• Passage to read
******
A suspect detained accused of stabbing two people to death in a knife attack in Finland is being investigated over murder with possible terrorist intent.
The dead from the apparently indiscriminate attack on Friday in the western city of Turku are Finnish citizens, while the eight wounded include one Italian and two Swedes, the National Bureau of Investigation (NBI) said.
Police have identified the suspect, an 18-year-old Moroccan citizen who was subdued with a shot in the thigh, but have not released his name.
He is in hospital under guard. Four other people were detained and held overnight in relation to the case, public broadcaster YLE reported.
Police said they were working with colleagues from law enforcement abroad.
The NBI said others involved in the investigation were the Finnish Security Intelligence Service, police in Turku and the European Union's police agency, Europol.
It was not known if the attack was linked to the decision in June by the Finnish Security Intelligence Service to raise its threat assessment to the second level of a four-step scale.
At the time, it cited the Nordic country's "stronger profile within the radical Islamist propaganda".
Finland was considered part of the coalition against the Islamic State group, it said.
Three of those wounded are still in intensive care, news agency STT, citing the hospital in Turku, said.
Four remain at the hospital and four have been released.
A man visiting from Sweden said he was stabbed in the arm and tried to help another victim who died.
"I tried to stop the violent bleeding from her throat ... The woman was so badly injured that she died in my arms," Hassan Zubier told the Expressen tabloid.
Tabloid Ilta-Sanomat said one of the dead was a woman belonging to the local chapter of Jehovah's Witnesses who was handing out leaflets at a central Turku square.
A spokesman for the religious group told the tabloid they believed the woman was randomly attacked.
Flowers and candles have been placed on a square in Turku and Finnish flags flew at half-mast across the country.
"We need to stick together now, hate is not to be answered by hate," Prime Minister Juha Sipila said in a tweet.
******
Please rewrite the report on the Turku knife attack from "A man visiting" up to and including "the Expressen tabloid.", replacing "bleeding" with "blood loss".
******
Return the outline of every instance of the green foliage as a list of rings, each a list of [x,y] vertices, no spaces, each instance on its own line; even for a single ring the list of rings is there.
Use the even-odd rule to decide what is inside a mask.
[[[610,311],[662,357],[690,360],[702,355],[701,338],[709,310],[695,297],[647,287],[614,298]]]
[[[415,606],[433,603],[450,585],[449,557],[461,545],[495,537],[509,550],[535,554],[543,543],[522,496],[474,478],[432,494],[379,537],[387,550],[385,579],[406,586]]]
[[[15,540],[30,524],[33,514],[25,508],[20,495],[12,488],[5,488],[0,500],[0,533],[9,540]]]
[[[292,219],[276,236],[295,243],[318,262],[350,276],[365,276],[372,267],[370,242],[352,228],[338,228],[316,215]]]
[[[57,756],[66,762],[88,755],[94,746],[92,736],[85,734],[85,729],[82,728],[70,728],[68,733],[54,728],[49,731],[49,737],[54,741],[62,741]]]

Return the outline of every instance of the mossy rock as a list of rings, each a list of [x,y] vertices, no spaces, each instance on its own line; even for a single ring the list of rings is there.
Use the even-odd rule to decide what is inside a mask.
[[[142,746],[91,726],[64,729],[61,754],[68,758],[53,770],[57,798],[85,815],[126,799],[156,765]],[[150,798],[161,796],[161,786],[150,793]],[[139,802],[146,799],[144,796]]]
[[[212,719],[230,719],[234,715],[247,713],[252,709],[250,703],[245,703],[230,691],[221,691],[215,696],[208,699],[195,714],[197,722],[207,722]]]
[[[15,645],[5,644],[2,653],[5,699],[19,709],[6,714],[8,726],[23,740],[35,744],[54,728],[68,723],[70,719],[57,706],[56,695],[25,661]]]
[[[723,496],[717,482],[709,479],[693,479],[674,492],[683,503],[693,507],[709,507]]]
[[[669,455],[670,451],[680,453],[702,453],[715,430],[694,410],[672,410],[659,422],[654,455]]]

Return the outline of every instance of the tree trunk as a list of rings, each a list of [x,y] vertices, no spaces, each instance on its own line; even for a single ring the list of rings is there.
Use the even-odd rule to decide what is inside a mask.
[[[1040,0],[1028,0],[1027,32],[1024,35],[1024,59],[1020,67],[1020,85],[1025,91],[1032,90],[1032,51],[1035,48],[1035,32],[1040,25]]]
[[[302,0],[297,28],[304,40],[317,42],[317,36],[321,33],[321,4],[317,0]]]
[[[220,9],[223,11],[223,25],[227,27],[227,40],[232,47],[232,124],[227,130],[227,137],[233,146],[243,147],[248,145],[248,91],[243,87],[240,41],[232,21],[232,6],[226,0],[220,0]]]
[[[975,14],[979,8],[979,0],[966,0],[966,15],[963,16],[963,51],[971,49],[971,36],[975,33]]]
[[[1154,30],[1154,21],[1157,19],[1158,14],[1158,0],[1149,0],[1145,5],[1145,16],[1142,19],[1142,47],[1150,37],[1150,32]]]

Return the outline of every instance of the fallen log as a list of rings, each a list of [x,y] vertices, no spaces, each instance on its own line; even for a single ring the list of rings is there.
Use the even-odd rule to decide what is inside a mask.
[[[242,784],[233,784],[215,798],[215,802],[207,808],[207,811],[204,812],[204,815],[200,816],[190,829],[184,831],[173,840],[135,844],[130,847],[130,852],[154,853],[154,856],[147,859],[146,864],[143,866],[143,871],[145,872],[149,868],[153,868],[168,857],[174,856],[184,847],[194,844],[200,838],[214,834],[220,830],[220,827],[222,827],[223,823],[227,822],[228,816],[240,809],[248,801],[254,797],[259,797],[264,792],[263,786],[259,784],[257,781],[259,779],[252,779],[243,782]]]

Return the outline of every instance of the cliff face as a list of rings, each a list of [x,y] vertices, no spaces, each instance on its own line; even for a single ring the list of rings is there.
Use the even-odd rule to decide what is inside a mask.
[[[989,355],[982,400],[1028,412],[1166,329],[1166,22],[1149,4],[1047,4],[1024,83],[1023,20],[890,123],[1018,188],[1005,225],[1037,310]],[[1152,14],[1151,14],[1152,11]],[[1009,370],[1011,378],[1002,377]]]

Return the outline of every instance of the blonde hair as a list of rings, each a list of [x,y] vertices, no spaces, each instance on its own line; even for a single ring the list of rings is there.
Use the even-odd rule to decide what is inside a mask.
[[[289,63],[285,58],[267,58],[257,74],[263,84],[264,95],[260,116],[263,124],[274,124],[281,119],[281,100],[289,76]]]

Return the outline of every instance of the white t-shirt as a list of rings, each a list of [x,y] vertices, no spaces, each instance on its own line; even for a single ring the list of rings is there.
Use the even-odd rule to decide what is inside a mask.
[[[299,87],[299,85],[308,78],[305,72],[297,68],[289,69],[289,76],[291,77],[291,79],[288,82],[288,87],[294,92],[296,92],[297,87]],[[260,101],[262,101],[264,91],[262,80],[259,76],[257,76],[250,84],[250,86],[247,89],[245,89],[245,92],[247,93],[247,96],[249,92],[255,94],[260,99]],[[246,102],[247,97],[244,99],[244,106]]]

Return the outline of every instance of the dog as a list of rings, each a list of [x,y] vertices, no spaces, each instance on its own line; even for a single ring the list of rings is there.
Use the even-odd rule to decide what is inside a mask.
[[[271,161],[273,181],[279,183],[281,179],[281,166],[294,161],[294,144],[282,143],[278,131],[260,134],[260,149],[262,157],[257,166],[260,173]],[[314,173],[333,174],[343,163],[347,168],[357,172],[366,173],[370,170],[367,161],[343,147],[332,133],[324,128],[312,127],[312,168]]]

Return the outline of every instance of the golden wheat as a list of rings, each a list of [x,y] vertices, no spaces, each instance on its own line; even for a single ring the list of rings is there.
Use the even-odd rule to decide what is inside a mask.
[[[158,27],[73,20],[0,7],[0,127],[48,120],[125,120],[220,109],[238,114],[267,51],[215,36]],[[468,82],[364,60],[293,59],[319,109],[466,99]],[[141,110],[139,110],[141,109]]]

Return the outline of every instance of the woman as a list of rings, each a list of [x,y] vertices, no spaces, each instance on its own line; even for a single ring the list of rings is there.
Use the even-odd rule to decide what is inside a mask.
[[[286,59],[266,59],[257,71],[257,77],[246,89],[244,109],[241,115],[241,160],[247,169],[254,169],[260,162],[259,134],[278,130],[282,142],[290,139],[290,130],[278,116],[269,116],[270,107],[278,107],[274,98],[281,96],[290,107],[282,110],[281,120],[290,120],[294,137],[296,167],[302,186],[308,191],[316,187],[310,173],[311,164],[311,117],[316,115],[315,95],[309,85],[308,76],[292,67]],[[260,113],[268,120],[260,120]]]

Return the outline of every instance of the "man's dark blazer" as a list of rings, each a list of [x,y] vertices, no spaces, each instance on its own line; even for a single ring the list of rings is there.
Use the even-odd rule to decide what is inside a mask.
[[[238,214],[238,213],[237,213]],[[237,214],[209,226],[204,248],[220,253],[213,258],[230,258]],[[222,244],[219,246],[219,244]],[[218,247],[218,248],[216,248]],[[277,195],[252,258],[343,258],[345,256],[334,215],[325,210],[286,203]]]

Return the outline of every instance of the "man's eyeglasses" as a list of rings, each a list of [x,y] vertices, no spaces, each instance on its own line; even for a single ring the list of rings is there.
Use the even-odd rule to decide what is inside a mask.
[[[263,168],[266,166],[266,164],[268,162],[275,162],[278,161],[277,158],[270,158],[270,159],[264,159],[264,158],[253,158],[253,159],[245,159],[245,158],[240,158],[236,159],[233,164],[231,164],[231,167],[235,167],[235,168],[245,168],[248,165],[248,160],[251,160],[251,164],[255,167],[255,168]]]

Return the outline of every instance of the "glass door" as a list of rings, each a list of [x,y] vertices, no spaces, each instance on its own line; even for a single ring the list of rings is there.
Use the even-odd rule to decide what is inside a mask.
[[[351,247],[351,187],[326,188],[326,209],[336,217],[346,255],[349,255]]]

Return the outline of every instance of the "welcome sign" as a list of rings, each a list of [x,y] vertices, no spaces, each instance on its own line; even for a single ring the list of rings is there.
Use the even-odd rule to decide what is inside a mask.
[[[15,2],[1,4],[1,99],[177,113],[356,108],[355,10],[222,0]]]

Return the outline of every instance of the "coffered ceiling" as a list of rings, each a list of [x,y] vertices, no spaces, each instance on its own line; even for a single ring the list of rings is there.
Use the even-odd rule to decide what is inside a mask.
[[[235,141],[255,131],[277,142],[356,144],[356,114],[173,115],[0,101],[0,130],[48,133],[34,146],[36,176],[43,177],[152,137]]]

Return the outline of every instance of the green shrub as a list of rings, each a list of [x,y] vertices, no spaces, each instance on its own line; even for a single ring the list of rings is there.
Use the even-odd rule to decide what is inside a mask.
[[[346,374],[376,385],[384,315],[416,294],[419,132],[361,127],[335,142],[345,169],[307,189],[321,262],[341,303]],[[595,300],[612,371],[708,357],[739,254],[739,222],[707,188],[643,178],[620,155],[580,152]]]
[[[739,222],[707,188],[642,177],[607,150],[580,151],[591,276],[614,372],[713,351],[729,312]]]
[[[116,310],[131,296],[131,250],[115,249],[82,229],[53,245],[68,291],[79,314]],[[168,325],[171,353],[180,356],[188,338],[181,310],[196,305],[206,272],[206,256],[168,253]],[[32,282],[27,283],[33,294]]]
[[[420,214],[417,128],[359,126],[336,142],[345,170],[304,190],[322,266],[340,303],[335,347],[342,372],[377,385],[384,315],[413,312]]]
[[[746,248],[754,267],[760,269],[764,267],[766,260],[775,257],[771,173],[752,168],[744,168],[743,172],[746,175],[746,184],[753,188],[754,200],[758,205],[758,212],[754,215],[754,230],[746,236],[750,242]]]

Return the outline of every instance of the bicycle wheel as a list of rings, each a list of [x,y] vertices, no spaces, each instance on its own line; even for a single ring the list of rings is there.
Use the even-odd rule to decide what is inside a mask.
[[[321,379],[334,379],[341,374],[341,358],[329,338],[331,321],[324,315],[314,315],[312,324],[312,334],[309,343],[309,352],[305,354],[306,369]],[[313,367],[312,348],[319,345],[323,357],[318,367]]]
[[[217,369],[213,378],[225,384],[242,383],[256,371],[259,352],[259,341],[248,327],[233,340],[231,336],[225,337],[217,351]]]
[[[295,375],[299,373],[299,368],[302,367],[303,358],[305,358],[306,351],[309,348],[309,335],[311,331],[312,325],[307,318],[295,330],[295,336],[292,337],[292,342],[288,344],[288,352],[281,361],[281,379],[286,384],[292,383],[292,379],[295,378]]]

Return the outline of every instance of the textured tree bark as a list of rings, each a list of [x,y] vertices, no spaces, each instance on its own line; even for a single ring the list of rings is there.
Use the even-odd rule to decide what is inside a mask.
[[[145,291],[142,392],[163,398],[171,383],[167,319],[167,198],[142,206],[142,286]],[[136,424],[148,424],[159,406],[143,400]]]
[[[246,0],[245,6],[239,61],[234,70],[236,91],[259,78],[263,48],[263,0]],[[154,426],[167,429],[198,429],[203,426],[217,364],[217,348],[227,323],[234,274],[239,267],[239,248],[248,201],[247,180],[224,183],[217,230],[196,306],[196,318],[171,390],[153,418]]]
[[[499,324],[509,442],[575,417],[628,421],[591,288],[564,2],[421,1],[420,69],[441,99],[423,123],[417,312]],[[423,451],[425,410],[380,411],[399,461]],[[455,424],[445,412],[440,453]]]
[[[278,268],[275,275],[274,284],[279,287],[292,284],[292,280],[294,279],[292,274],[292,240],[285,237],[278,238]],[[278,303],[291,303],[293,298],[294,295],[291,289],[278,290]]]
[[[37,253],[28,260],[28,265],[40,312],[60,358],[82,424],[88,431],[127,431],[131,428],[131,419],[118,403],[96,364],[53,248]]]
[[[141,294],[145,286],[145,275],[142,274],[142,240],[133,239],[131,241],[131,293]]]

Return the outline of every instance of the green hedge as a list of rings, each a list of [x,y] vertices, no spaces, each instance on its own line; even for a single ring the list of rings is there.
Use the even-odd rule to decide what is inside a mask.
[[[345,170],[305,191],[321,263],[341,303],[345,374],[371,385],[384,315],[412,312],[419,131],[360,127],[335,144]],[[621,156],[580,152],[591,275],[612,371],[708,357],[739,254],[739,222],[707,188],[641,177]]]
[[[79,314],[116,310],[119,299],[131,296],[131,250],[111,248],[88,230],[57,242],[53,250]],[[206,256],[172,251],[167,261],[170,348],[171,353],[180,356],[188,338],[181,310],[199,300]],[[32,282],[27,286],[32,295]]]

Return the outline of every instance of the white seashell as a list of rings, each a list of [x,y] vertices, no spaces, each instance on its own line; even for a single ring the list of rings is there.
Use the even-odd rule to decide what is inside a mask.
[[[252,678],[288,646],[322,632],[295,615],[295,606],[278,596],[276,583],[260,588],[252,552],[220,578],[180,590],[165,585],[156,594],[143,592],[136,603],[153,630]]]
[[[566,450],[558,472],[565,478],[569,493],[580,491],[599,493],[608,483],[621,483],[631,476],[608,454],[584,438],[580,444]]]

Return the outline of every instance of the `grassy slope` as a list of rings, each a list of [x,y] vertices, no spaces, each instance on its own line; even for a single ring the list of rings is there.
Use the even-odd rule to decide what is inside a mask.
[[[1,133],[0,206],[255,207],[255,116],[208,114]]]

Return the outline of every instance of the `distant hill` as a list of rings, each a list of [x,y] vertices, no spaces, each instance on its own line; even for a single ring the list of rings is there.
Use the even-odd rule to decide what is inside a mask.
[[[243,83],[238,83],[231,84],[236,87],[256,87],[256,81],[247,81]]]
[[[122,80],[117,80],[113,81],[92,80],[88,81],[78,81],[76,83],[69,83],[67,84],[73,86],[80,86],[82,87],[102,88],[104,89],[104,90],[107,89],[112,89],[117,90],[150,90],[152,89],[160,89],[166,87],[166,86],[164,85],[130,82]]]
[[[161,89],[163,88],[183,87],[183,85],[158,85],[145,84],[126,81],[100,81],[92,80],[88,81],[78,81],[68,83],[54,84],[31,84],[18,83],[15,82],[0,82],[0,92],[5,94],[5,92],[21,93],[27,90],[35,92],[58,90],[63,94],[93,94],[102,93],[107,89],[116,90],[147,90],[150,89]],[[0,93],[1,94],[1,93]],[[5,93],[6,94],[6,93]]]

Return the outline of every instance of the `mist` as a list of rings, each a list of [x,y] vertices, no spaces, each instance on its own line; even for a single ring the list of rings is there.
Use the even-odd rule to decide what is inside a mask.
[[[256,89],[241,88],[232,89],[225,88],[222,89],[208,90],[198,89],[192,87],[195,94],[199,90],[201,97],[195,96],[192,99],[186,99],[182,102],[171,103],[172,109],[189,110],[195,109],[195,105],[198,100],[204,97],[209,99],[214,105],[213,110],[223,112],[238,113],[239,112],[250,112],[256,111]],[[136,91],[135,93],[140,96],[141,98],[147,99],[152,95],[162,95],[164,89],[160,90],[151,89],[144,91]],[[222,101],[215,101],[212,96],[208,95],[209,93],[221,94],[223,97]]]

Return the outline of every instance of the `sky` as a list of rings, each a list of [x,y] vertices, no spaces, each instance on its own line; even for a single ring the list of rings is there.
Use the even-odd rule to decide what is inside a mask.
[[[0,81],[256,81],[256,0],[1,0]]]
******
• Written solution
A man visiting from Sweden said he was stabbed in the arm and tried to help another victim who died.
"I tried to stop the violent blood loss from her throat ... The woman was so badly injured that she died in my arms," Hassan Zubier told the Expressen tabloid.